All entries are to be printed again exactly, with their images omitted.

(Records from a data collection)
--- START ---

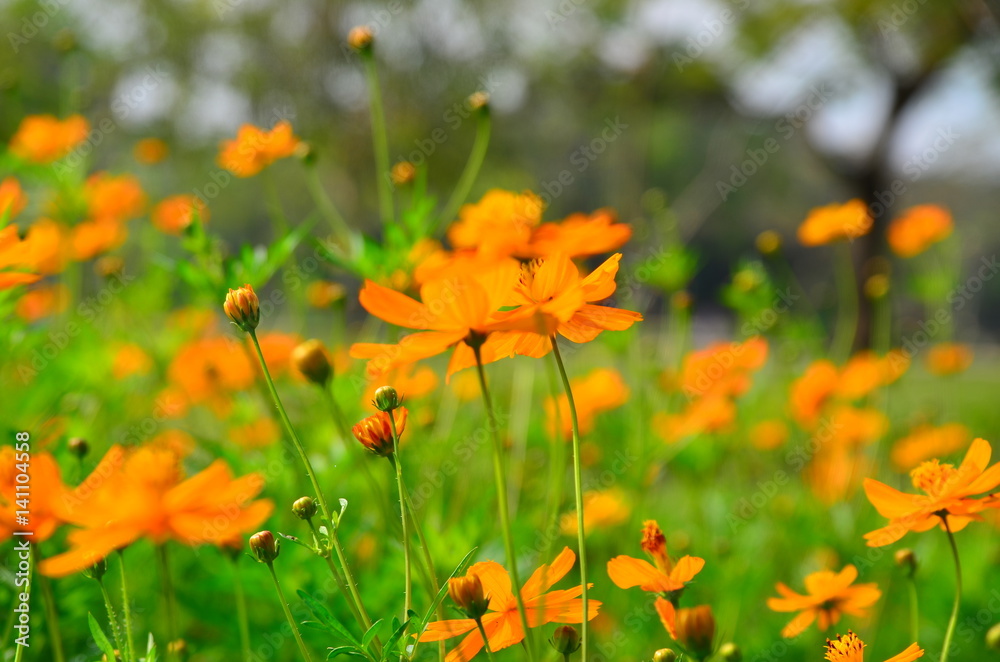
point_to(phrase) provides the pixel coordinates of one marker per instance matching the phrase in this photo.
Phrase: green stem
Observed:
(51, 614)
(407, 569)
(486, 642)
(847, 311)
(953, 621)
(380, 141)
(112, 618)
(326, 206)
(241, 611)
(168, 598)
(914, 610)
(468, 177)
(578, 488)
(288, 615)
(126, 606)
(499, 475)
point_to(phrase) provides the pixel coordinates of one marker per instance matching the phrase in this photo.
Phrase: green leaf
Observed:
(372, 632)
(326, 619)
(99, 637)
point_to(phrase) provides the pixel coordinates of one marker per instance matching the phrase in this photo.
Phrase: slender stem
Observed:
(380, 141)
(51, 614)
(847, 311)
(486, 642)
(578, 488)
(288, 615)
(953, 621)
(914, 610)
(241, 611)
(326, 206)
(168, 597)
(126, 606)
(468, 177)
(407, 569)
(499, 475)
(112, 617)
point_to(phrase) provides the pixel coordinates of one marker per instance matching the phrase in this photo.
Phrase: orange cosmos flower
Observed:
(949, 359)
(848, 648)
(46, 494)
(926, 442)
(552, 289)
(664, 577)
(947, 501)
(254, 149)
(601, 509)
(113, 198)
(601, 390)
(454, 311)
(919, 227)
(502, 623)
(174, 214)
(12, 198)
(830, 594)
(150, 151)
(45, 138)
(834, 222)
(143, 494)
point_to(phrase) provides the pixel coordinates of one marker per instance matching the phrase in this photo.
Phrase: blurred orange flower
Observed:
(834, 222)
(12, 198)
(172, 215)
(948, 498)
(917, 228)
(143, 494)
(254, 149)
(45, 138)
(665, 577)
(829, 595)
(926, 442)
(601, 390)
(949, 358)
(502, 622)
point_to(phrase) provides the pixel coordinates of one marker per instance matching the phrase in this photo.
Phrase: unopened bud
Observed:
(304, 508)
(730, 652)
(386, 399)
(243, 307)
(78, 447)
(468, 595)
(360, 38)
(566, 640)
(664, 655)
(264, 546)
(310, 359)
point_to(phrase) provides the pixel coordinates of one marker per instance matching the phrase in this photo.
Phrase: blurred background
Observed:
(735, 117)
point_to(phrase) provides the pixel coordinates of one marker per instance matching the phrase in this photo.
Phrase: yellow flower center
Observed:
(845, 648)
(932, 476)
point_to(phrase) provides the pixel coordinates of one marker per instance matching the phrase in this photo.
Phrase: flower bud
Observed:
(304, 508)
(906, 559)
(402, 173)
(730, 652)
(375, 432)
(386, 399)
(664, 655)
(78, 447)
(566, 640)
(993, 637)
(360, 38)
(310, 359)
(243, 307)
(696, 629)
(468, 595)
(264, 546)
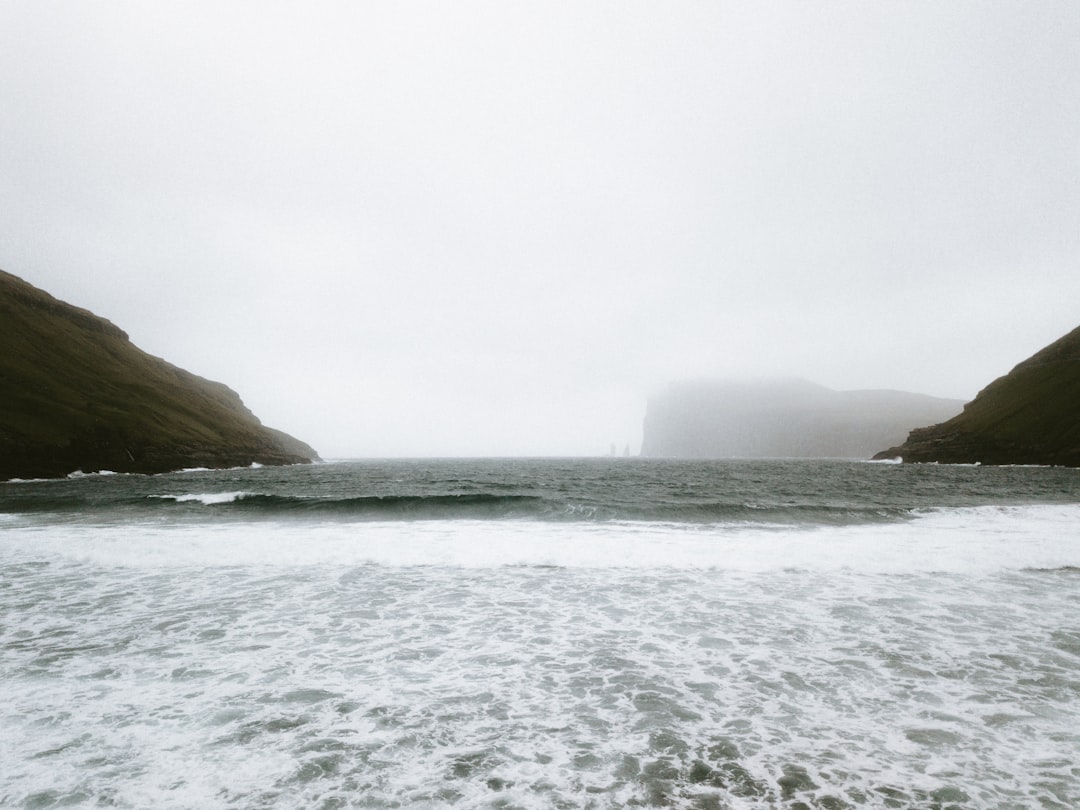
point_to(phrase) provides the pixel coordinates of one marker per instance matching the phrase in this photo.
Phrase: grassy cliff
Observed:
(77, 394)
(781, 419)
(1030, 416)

--- END ---

--- Your solution ---
point_to(phrase) provides the pixel coordinates of one marker per instance matching the phrase in this photo.
Phrase: green stem
Observed:
(51, 614)
(407, 569)
(486, 642)
(847, 311)
(953, 621)
(380, 141)
(112, 618)
(326, 206)
(241, 611)
(168, 598)
(914, 610)
(468, 177)
(578, 488)
(288, 615)
(126, 606)
(499, 475)
point_to(phrase) provides the pixel coordinates of one marker per instance matching the phrase in this photo.
Phrase: green leaf
Observed:
(372, 632)
(326, 619)
(99, 637)
point_to(phrase) provides the pixel coordinates of one marker per instance matching the phrase in this photo.
Phrase: slender stem
Observed:
(380, 141)
(51, 614)
(847, 311)
(486, 642)
(578, 488)
(288, 615)
(953, 621)
(914, 610)
(241, 611)
(326, 206)
(168, 597)
(126, 606)
(468, 177)
(407, 569)
(499, 475)
(112, 617)
point_to(phrase) provides the pixel coordinates of one marker per instance matching the phrase in this photo.
Phrase: orange cosmos flower
Observed:
(949, 359)
(848, 648)
(46, 494)
(926, 442)
(552, 289)
(664, 577)
(947, 501)
(254, 149)
(601, 509)
(113, 198)
(601, 390)
(454, 311)
(919, 227)
(502, 623)
(174, 214)
(12, 198)
(830, 594)
(150, 151)
(45, 138)
(834, 222)
(143, 494)
point_to(phrase) provides the pixel coordinates of one marker per instance matching the phrase in this photo.
Phrase: blurred orange flower
Observed:
(834, 222)
(12, 198)
(172, 215)
(948, 498)
(917, 228)
(143, 494)
(254, 149)
(45, 138)
(665, 577)
(829, 595)
(926, 442)
(601, 390)
(949, 358)
(502, 622)
point_to(phrase) provides the pixel coordinates of one marker per instance matching the phrase in this photo.
Phrase: unopened bud
Observed:
(304, 508)
(730, 652)
(386, 399)
(243, 307)
(78, 447)
(468, 595)
(360, 38)
(566, 640)
(664, 655)
(264, 546)
(310, 359)
point_to(phrase) provides the pixel coordinates of one marker per instance matching the phrase in this photo.
Phrase: blurred background
Observed:
(735, 117)
point_to(phrase) provides the pixel coordinates of one marker per instance matching the phrase in this photo.
Phrase: yellow flower center
Observed:
(845, 648)
(932, 476)
point_to(phrase) provides the pixel coordinates of one marker per instance matching the phrase in this photo.
Phrase: flower bud
Observed:
(304, 508)
(906, 559)
(402, 173)
(730, 652)
(375, 432)
(386, 399)
(664, 655)
(78, 447)
(566, 640)
(993, 637)
(360, 38)
(310, 359)
(243, 307)
(696, 629)
(468, 595)
(264, 546)
point_to(phrase) provides the pixel coordinates of one marker per instance matching the phrase in this photo.
Phrase: grassy cliff
Observed:
(77, 394)
(781, 419)
(1030, 416)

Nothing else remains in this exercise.